Aku baru saja menyelesaikan surat untuk diriku yang kecil. Rasanya seperti sebuah katarsis, seperti ada beban yang terangkat. Tapi, saat aku menutup buku jurnal, aku menyadari sesuatu. Tidak semua luka bisa disembuhkan hanya dengan sepucuk surat. Ada luka-luka yang lebih dalam, lebih tak terlihat, yang terus membekas. Luka yang membentuk kita tanpa kita sadari.
Pernahkah kamu merasa ada sesuatu yang janggal dalam dirimu? Sesuatu yang membuatmu bereaksi berlebihan pada hal-hal kecil, atau membuatmu menarik diri saat seharusnya mendekat? Rasanya seperti ada benang-benang tak kasat mata yang terus menarikmu ke arah yang tidak kamu inginkan. Benang-benang itu, aku mulai menyadarinya, berasal dari masa lalu. Dari luka-luka yang tak terlihat.
Aku dulu berpikir, "Ah, itu sudah lewat. Aku sudah melupakannya." Tapi, apakah benar-benar bisa dilupakan? Seperti bekas luka fisik, yang meskipun sudah sembuh dan tidak sakit lagi, tapi tetap ada di kulitmu sebagai pengingat. Luka batin pun begitu. Ia mungkin tidak lagi terasa nyeri yang menusuk, tapi jejaknya tetap ada, membentuk caramu melihat dunia, caramu berinteraksi, caramu mencintai.
Aku memikirkan tentang satu kejadian yang dulu kuanggap sepele. Saat aku masih kecil, aku pernah dengan bangga menunjukkan gambarku pada orang dewasa. Aku menghabiskan berjam-jam untuk menggambar rumah dengan atap merah, pohon hijau, dan matahari tersenyum. Aku mengharapkan pujian, senyum, mungkin tepukan di kepala. Tapi yang kudapat hanyalah, "Gambarmu bagus, tapi kenapa pohonnya bengkok?"
Hanya kalimat sederhana itu. Tapi di telinga anak kecil, kalimat itu bagai guntur. Gambarku yang semula sempurna, tiba-tiba terasa cacat. Aku merasa malu. Sejak saat itu, aku jarang sekali menunjukkan karyaku pada orang lain. Aku mulai berpikir, "Apa pun yang kulakukan, pasti ada saja salahnya."

---

[TUGAS LATIHAN]:
#1 Tentukan apakah setiap pernyataan sesuai dengan kutipan, jawab ya atau tidak, lalu salin persis kalimat kutipan yang menentukannya. (a) Pencerita menghabiskan berjam-jam untuk menggambar rumah beratap merah. (b) Orang dewasa itu memuji gambar pencerita tanpa mengkritik apa pun. (c) Setelah kejadian itu, pencerita sering menunjukkan karyanya kepada orang lain.
#2 Menurut kutipan, apa yang baru saja diselesaikan pencerita sebelum menutup buku jurnal?
#3 Ringkaslah kutipan dalam dua kalimat.
Entri berikut tidak berhubungan dengan kutipan tersebut.

---

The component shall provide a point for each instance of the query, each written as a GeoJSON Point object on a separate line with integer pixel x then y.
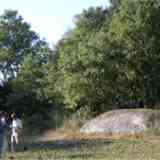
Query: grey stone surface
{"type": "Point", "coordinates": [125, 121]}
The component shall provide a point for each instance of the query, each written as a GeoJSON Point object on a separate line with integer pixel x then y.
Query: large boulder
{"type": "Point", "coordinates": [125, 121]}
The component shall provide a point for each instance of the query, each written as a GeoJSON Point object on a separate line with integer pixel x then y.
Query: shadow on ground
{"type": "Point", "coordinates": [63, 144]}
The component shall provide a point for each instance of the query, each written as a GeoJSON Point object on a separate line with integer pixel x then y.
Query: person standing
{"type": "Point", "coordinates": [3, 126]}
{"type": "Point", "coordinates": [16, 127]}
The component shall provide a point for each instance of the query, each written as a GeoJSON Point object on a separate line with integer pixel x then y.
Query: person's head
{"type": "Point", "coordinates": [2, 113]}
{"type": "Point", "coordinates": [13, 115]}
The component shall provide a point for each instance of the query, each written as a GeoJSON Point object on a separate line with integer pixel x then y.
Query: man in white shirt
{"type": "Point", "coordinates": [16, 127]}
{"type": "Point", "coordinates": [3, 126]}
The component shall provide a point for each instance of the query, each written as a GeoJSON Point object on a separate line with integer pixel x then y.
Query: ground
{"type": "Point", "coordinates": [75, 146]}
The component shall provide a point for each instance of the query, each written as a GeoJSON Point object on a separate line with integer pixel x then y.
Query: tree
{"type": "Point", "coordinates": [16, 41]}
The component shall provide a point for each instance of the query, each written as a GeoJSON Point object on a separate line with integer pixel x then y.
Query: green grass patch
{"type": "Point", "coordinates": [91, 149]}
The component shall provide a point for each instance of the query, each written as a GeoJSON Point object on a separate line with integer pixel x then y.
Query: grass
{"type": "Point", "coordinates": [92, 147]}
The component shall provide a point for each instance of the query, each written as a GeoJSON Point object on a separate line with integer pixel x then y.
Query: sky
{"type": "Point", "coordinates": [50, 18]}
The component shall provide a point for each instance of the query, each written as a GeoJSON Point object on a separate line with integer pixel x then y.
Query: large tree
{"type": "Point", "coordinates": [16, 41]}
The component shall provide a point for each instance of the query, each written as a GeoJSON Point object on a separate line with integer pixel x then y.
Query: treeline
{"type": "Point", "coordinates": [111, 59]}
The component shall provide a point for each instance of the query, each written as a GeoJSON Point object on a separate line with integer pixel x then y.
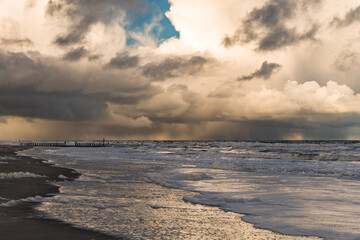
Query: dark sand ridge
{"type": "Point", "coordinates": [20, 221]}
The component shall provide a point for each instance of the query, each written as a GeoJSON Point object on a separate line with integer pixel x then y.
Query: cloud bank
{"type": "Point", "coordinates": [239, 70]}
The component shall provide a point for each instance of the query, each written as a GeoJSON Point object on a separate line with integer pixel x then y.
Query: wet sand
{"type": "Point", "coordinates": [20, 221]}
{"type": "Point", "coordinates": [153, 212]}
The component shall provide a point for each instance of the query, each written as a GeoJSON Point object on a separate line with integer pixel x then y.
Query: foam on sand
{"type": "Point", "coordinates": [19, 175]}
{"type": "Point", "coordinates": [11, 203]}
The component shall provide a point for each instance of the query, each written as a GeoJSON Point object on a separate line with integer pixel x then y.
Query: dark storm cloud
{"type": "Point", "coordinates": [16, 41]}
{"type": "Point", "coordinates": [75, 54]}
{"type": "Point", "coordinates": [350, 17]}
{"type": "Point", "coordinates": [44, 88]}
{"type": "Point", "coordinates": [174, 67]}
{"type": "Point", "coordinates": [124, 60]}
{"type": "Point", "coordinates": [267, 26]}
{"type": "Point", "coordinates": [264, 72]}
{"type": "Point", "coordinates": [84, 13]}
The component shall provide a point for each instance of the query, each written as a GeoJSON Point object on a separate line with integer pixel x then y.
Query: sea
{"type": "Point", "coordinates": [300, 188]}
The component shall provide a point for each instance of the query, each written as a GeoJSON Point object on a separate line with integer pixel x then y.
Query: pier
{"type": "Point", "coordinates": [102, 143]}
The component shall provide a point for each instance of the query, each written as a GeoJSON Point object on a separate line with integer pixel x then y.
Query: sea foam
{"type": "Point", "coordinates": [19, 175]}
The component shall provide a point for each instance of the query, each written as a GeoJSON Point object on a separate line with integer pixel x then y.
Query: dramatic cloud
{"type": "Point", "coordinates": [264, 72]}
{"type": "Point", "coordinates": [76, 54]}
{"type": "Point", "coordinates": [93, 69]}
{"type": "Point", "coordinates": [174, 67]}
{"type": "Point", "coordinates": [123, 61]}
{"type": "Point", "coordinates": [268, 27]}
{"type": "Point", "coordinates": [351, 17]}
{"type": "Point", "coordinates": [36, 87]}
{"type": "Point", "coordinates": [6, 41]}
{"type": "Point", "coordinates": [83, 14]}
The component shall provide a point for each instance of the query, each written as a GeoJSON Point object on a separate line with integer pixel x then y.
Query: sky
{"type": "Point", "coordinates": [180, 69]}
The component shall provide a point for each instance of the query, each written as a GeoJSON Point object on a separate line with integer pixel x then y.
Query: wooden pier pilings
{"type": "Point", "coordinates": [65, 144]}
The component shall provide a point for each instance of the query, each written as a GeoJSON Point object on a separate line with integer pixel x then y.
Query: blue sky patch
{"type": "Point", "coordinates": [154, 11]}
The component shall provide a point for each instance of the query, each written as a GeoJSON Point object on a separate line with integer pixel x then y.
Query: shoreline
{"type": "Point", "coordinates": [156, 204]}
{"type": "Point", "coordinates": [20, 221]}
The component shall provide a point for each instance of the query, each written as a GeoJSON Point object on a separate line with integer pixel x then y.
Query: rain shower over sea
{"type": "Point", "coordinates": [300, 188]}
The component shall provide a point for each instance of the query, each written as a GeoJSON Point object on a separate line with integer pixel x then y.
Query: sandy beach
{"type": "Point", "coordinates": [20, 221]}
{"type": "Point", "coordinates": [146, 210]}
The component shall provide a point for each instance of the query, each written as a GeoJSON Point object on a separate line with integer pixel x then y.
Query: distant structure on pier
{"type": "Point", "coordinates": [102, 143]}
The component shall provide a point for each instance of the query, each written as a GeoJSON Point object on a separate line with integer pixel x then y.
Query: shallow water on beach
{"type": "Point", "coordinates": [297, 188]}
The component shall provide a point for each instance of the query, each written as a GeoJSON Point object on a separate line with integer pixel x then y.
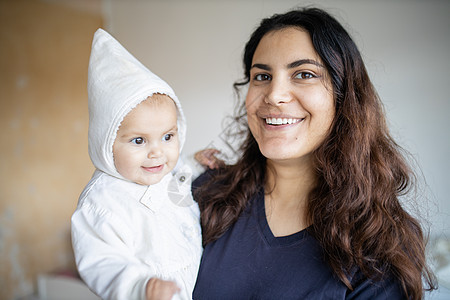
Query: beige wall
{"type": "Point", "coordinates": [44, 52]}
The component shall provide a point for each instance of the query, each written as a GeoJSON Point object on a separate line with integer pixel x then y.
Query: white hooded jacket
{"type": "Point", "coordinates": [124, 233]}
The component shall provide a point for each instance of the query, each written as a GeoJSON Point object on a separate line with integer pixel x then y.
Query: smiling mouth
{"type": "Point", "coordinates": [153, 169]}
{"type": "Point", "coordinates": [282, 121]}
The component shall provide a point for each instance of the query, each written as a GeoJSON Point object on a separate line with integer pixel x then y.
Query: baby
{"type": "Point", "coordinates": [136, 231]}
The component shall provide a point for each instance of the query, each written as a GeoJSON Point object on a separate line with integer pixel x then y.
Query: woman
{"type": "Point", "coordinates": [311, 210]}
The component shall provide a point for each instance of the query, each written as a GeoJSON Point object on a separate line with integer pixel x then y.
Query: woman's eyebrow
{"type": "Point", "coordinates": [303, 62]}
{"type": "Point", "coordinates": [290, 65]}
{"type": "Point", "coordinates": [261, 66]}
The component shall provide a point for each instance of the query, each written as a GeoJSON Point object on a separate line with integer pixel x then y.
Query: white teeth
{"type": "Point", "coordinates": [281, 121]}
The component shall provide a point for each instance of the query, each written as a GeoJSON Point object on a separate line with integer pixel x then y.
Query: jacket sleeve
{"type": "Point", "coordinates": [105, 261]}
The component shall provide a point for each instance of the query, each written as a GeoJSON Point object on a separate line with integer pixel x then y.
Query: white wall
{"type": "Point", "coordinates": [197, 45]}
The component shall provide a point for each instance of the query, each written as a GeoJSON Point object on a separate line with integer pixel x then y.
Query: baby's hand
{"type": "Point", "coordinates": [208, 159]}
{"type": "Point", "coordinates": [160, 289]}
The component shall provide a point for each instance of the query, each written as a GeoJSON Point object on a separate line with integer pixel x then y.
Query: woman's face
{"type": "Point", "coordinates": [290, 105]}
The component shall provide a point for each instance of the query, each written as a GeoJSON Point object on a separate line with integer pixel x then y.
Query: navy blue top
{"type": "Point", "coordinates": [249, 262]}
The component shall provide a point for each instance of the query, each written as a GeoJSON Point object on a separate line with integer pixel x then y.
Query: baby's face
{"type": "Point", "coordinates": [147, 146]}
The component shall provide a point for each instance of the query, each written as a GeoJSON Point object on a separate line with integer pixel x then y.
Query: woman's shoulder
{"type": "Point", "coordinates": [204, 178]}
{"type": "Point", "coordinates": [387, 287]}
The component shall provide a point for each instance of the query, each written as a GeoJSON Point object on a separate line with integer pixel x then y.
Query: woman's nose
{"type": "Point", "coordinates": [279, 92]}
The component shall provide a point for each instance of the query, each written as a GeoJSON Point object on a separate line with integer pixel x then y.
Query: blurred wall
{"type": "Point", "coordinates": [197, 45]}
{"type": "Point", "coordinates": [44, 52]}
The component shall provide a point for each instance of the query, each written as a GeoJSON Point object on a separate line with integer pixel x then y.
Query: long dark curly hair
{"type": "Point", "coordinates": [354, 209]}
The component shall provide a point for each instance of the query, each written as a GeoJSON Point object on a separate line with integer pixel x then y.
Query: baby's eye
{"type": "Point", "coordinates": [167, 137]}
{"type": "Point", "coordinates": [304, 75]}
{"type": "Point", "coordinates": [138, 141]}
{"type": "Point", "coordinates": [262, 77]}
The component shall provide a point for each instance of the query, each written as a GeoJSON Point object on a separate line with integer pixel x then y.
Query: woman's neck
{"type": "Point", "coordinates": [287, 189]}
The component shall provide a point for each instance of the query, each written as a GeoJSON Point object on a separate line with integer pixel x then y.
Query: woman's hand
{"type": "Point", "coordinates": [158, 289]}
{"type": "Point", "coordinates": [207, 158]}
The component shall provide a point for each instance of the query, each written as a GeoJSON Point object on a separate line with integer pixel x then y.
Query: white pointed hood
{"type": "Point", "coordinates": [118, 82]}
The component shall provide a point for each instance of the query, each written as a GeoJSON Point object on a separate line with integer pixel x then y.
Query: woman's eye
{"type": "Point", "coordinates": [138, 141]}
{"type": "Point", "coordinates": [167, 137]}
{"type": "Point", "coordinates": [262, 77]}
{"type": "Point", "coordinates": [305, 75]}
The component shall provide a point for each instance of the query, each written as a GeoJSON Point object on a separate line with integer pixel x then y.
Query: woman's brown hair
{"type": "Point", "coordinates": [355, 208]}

---

[KUNCI JAWABAN]:
#1
(a) Ya: "Aku menghabiskan berjam-jam untuk menggambar rumah dengan atap merah, pohon hijau, dan matahari tersenyum."
(b) Tidak: "Gambarmu bagus, tapi kenapa pohonnya bengkok?"
(c) Tidak: "Sejak saat itu, aku jarang sekali menunjukkan karyaku pada orang lain."

#2 Pencerita baru saja menyelesaikan surat untuk dirinya yang kecil.

#3 Pencerita menyadari bahwa tidak semua luka bisa disembuhkan dengan sepucuk surat dan bahwa luka batin, seperti bekas luka fisik, tetap meninggalkan jejak yang membentuk cara melihat dunia, berinteraksi, dan mencintai. Ia mengenang komentar seorang dewasa tentang pohon yang bengkok pada gambar masa kecilnya, yang membuatnya malu dan sejak itu jarang menunjukkan karyanya kepada orang lain.